[Excerpt from a dataset]
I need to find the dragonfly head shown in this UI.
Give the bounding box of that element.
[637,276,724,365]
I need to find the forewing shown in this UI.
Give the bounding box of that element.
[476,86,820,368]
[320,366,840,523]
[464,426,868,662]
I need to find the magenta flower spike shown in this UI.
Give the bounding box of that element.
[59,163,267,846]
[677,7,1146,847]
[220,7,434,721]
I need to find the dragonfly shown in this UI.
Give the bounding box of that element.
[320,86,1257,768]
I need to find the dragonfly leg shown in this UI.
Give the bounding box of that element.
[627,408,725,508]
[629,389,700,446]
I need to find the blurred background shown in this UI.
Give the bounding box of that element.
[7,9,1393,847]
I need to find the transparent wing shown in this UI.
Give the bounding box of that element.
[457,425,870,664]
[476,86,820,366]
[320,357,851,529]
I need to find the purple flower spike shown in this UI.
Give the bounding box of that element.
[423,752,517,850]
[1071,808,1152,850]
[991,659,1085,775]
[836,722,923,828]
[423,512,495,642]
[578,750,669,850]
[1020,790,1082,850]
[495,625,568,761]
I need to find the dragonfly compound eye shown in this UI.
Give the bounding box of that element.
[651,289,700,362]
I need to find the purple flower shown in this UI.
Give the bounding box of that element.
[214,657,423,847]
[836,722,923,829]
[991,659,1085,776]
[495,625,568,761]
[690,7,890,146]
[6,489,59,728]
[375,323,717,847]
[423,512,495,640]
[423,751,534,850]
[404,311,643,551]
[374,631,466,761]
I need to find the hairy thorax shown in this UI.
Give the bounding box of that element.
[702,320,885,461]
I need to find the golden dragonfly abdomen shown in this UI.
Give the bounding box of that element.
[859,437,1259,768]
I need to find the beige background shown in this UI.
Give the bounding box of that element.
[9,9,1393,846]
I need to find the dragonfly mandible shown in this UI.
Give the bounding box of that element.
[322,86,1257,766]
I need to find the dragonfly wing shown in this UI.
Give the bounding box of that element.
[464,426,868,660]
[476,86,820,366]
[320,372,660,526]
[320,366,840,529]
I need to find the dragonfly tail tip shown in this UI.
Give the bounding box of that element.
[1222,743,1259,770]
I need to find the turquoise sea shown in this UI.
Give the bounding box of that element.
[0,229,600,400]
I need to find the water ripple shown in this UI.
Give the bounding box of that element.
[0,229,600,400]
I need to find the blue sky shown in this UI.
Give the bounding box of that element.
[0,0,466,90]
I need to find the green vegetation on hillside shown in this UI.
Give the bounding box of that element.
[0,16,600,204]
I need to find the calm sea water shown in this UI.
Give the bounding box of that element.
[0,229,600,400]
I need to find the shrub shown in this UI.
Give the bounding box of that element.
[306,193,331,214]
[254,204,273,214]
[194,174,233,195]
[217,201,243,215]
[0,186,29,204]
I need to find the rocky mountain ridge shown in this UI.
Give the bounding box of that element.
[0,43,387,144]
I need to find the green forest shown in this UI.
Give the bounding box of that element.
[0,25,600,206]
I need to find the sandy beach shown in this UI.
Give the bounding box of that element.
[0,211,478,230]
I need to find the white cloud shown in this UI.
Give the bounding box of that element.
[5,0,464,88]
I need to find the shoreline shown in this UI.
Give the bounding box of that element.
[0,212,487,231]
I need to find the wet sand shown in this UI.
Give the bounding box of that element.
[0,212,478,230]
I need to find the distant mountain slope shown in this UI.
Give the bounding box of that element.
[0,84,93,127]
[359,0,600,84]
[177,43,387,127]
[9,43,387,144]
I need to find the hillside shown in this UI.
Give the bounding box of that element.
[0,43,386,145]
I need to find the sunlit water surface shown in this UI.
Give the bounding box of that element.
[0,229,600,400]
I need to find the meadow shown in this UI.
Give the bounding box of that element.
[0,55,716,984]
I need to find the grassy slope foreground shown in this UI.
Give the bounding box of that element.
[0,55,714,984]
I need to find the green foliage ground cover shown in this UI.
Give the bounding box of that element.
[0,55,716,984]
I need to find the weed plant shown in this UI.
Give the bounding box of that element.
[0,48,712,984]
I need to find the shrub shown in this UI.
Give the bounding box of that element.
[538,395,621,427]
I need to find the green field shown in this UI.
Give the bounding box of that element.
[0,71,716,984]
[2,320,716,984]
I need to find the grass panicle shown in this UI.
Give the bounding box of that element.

What to produce
Copy every item above word for word, keeping the lines in their original order.

Full solution
I need to find the dragonfly head shown in this UI.
Give the bounding box of that element.
[637,276,724,365]
I need to find the forewing shown in this UI.
Give the bounding box of that element.
[476,86,820,368]
[320,366,840,523]
[464,426,868,662]
I need to find the magenta flower spike shown in this UI.
Give the bounding box of that element.
[59,163,267,846]
[677,7,1146,847]
[220,7,434,721]
I need to find the dragonfly shown in this UI.
Give the bounding box of that element.
[320,86,1257,768]
I need to find the dragonfly leg shown in this UI.
Give the bounding box of that element.
[627,408,725,508]
[629,389,700,446]
I need to find the blurred background shown in this UI.
Give the bounding box of that element.
[7,9,1393,847]
I need to find the transparent wing shown in this UI.
Give the bounding box of that element.
[457,425,870,664]
[476,86,820,366]
[320,357,851,529]
I need to find the purple flower spike shown in this UI.
Give the bounding box of that element.
[423,752,517,850]
[1071,808,1152,850]
[991,659,1085,775]
[836,722,923,828]
[423,512,495,642]
[578,750,669,850]
[1020,790,1082,850]
[495,625,568,761]
I need to find the dragonfly compound eye shown in this UI.
Give the bounding box of that element.
[651,289,700,362]
I need to find the purple flower shown in this UI.
Give the bounding box of that element.
[214,657,423,847]
[836,722,923,829]
[991,659,1085,776]
[495,625,568,761]
[690,7,890,146]
[6,489,59,728]
[375,323,717,847]
[423,512,495,640]
[423,751,534,850]
[404,311,643,551]
[374,631,466,761]
I need to find the hairy thorax shown in this UI.
Give the bounding box of that element.
[702,320,885,461]
I need to find the golden dragonfly abdomen shown in this UI.
Give the bounding box of that element.
[859,437,1259,768]
I need to find the beige background shown in this UI.
Give the bounding box of that element.
[9,9,1393,846]
I need to find the dragonfly mandible shown in this UI.
Give the bounding box of that element.
[322,86,1257,766]
I need to find the dragonfly wing shown in this UI.
Give the bounding box of that element.
[464,426,868,660]
[476,86,820,366]
[320,372,660,526]
[320,366,840,529]
I need to find the dragonfly tail tip shown in this UI.
Give the bounding box of that element.
[1222,743,1259,770]
I need to find the turquoise sea shown in this UI.
Give the bounding box of that element.
[0,229,600,400]
I need to find the water ripple shown in this UI.
Give the bounding box of that element.
[0,229,600,400]
I need to find the blue sky shown in this UI.
Give the bounding box of that element.
[0,0,466,90]
I need to find the green vegetation on hillside shown in this UI.
Give the bounding box of that element.
[0,16,600,204]
I need to find the calm sea water shown in this UI.
Give the bounding box of that element.
[0,229,600,400]
I need to find the shrub shown in this UI.
Give the bounding box of that element.
[306,193,331,214]
[254,204,273,214]
[194,174,233,195]
[217,201,243,215]
[0,186,29,204]
I need to find the rocky mountain ridge shown in this UI.
Give the bounding box of that element.
[0,43,387,144]
I need to find the green forest shown in this UI.
Give the bounding box of that element.
[0,25,600,206]
I need to find the sandy beach shown in this UI.
Give the bounding box of that element.
[0,211,478,230]
I need to find the white cloud shown in this UI.
Give the bounding box of that element.
[5,0,464,88]
I need to find the shoreline shown in this UI.
Give the bounding box of that element.
[0,212,487,231]
I need to find the wet sand shown in this UI.
Give the bounding box of that element.
[0,212,478,230]
I need to find the distant mountain slope shown in this UI.
Give the bounding box of that element.
[0,84,93,127]
[359,0,600,84]
[177,43,387,127]
[9,43,387,144]
I need to find the hillside shown in this UI.
Give the bounding box of that element.
[0,43,386,145]
I need to find the sunlit water surface shown in this UI.
Give the bounding box of that element.
[0,229,600,400]
I need to find the meadow shown in this UI.
Give the bounding box of that element.
[0,55,716,984]
I need to find the grassy slope foreground shown in this UI.
Give the bounding box of that element.
[0,55,714,984]
I need to find the green foliage ground cover shown in this UI.
Give the bounding box of that element.
[0,55,716,984]
I need to find the weed plant shown in this UI.
Give the bounding box of that element.
[0,48,712,984]
I need to find the shrub shown in this UI.
Give the bounding box of that element.
[538,395,621,427]
I need to find the green field shown in this UI.
Give the bounding box of that element.
[0,71,716,984]
[2,320,716,984]
I need to find the grass panicle shown in this UI.
Give the bounding box of that element.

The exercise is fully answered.